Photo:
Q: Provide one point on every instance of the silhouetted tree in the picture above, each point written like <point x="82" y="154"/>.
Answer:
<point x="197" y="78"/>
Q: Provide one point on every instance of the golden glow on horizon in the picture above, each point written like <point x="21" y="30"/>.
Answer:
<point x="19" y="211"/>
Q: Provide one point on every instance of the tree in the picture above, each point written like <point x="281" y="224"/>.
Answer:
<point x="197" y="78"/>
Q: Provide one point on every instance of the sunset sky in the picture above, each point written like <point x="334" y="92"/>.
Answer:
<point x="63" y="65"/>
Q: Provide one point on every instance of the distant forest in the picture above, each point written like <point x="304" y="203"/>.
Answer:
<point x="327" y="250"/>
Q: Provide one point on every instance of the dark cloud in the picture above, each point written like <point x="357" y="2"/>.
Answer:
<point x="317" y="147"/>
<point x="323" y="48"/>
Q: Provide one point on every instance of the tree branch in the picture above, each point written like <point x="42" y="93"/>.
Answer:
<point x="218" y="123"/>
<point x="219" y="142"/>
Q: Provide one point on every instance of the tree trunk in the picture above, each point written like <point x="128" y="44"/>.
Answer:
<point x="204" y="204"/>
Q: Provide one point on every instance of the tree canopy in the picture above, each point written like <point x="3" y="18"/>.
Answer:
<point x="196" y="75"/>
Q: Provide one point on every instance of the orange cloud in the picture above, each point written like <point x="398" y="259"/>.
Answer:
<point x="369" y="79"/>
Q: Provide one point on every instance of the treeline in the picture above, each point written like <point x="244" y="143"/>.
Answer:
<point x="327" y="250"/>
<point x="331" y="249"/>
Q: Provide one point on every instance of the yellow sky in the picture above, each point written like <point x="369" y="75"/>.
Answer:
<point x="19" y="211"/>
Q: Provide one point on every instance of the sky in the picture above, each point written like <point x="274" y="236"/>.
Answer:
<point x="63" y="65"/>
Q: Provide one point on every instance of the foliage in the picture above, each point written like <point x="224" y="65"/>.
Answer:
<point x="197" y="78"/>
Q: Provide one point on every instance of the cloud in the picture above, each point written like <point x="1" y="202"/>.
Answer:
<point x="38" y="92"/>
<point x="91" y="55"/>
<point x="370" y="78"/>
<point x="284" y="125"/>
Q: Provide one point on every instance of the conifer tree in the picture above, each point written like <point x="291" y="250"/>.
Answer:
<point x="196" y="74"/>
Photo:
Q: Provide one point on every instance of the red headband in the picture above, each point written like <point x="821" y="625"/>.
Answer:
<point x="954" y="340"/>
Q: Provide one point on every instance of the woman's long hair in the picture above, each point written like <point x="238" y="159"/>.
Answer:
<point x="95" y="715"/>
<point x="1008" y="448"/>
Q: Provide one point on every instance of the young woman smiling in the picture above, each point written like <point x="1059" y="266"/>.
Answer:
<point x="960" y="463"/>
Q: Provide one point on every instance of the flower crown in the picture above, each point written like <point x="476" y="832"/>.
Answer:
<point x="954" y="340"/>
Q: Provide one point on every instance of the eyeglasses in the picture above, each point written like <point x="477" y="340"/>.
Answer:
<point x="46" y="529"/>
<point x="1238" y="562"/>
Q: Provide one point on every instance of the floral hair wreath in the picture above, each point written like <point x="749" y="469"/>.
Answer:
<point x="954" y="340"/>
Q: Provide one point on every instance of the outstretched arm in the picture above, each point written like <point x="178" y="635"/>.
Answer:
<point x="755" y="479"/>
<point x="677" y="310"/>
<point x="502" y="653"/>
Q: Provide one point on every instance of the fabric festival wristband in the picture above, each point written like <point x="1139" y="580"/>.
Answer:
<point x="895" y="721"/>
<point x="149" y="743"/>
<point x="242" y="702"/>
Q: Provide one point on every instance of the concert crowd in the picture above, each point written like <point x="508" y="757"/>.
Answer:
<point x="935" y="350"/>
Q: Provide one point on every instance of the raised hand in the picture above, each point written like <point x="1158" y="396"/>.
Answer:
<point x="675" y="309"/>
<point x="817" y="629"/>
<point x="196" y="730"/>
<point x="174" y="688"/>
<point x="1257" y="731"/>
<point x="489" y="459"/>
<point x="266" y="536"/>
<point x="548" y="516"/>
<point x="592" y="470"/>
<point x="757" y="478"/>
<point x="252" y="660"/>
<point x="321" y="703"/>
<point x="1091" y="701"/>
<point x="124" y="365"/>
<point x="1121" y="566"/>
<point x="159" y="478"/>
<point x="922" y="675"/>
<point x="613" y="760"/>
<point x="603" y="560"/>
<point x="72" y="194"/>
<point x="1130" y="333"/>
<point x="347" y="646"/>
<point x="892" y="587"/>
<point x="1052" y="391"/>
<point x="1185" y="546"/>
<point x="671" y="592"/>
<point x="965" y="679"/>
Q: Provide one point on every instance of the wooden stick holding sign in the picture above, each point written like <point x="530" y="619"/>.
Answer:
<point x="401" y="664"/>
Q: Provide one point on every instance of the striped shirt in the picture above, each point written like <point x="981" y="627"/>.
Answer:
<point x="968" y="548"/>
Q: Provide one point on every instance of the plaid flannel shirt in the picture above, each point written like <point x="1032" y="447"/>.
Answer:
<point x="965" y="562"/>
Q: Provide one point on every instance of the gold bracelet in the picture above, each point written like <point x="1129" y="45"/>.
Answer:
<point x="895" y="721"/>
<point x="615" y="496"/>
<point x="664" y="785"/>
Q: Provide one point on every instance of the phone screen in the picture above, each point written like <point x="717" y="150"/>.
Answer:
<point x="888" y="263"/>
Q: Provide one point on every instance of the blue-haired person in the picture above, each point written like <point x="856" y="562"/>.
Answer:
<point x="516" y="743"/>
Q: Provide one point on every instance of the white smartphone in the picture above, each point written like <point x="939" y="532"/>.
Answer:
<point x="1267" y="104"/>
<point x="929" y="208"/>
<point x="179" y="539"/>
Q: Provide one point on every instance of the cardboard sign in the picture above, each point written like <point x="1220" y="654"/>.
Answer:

::::::

• **About this task**: Among the records, find every line holding the word "cloud" and copy it.

• **Solution to this exercise**:
Q: Provide one point on every instance of the dark cloud in the picture above, each point written like <point x="357" y="2"/>.
Q: Provide one point on every instance of the orange cloud in the picture above, each point written like <point x="398" y="259"/>.
Q: Provide one point on every instance of the cloud in the picture above, each point written like <point x="1" y="202"/>.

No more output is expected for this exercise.